Text under study =>
====

Among other precedents set at UNC, two of the first Black faculty members on campus to receive tenure were also some of the first African-American professors in the Southeast. Blyden and Roberta Jackson, who both died over 18 years ago, still have a legacy on UNC's campus.

After graduating high school at the age of 14, Blyden Jackson went to Columbia University in New York but returned after his father's salary was cut. A job then became available to him in a nontraditional and tragic way. Juliette Delacott, who was the Assistant Dean of Women at Fisk University, was in a car accident and all of the physicians in the area were white. Because she was a Black woman, they refused to help her, and she died as a result. Blyden Jackson took her place.

While teaching, Blyden Jackson spent the summers working on his master’s and doctorate degrees.

“Almost any teacher, it seems to me, who goes to summer school has, among other things in his mind, the fear of not doing well because he's afraid that the students he's teaching back at home will find out that he's having trouble at school himself,” Blyden Jackson told the Southern Oral Historical Program in a 1991 interview.

He received a Rosenwald Fellowship with the aid of the president of Fisk University and completed his doctorate at the University of Michigan in 1952.

====

Records shown =>
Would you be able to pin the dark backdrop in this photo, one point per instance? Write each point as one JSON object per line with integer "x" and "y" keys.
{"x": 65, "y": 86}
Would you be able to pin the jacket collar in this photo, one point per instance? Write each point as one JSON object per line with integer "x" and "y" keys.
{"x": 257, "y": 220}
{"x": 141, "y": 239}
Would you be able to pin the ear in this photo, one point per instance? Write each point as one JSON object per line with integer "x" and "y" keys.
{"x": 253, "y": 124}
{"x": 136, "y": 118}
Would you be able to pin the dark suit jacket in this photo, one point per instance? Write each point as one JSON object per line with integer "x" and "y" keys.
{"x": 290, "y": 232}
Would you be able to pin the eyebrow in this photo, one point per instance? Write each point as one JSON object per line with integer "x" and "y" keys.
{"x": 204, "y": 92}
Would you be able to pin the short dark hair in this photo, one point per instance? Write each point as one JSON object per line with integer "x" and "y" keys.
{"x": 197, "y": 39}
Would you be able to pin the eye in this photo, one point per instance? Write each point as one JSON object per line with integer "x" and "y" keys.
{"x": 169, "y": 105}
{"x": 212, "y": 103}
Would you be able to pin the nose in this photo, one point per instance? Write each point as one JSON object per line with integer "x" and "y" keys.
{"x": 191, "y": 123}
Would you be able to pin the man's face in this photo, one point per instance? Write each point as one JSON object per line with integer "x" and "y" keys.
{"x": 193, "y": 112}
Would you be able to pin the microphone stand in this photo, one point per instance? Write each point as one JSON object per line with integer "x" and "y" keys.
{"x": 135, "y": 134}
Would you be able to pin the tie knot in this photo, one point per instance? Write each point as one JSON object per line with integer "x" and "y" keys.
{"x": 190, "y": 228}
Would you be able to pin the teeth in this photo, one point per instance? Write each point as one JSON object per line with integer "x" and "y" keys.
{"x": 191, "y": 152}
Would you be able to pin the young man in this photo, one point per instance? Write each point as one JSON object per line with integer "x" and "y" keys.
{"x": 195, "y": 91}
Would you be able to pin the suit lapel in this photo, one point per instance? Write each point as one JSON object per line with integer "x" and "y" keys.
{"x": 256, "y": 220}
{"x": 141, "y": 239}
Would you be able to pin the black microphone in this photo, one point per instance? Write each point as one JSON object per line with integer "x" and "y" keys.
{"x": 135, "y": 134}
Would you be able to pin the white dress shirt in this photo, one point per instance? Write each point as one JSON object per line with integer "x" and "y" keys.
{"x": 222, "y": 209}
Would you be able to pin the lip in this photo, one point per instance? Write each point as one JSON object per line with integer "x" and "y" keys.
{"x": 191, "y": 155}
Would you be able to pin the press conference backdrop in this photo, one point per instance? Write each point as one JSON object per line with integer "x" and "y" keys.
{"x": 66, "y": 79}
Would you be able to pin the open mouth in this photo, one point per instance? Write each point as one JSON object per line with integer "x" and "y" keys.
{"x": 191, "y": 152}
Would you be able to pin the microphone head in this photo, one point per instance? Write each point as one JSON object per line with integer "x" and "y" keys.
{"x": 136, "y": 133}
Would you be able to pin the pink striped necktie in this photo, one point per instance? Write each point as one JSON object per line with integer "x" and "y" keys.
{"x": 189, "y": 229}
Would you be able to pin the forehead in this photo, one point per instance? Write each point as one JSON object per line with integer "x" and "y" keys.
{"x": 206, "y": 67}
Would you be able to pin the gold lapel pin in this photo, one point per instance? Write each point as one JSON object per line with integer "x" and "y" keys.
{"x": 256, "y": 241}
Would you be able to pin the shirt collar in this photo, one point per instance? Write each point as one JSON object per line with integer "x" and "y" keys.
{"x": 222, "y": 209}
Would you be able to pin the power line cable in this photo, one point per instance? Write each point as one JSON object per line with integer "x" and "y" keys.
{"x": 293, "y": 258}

====

Tasks and exercises =>
(a) Rework the stretch of the text on the Jacksons at UNC from "Among other precedents" through "took her place.", swapping "physicians" for "doctors".
(b) Carry the text on the Jacksons at UNC forward from its final sentence.
These entries have no connection to the text on the Jacksons at UNC.

Answers to the exercises =>
(a)
Among other precedents set at UNC, two of the first Black faculty members on campus to receive tenure were also some of the first African-American professors in the Southeast. Blyden and Roberta Jackson, who both died over 18 years ago, still have a legacy on UNC's campus.

After graduating high school at the age of 14, Blyden Jackson went to Columbia University in New York but returned after his father's salary was cut. A job then became available to him in a nontraditional and tragic way. Juliette Delacott, who was the Assistant Dean of Women at Fisk University, was in a car accident and all of the doctors in the area were white. Because she was a Black woman, they refused to help her, and she died as a result. Blyden Jackson took her place.

(b)
He said he met his wife, Roberta, in 1958.

“She had completed a doctorate at NYC, and she agreed to marry me," he said. "We stayed there at Southern until in the late '50s and early '60s, more really in the '60s, white schools began to try to recruit Negro teachers.”

In 1969, he accepted a position at UNC, becoming the first African-American professor at UNC and the first Black faculty member at a traditionally white university in the region. He later served as associate dean of the Graduate School.

Roberta Jackson became the first tenured Black woman in the Division of Academic Affairs after joining UNC as an associate professor in the School of Education in 1974. 

“I will say that it is important for academia ─ students, faculty, staff, administrators, etc. ─ to reflect the demographic breadth and intellectual richness of the larger society, especially in the case of a public university such as UNC,” said Claude Clegg, a Lyle V. Jones Distinguished Professor in the Department of African, African American, and Diaspora Studies.

The focus on having tenured African-American faculty members at a public university was not just an important issue in the 1970s, but today as well.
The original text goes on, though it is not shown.